» THE EXERCISE: Rescale the listing below by rewriting every line, requests included, with each coordinate in the answers multiplied by 0.5 and rounded to a whole number, halves rounding up. Leave all numbers inside the requests, including any sample output, as they are.

» SUPPLIED ENTRIES:
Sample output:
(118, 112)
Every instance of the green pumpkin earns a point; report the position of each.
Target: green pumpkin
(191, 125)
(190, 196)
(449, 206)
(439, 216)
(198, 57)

» SOLUTION TO THE PROBLEM:
Sample output:
(118, 112)
Every instance of the green pumpkin earns a point; report the position of each.
Target: green pumpkin
(96, 63)
(95, 98)
(225, 103)
(220, 108)
(99, 29)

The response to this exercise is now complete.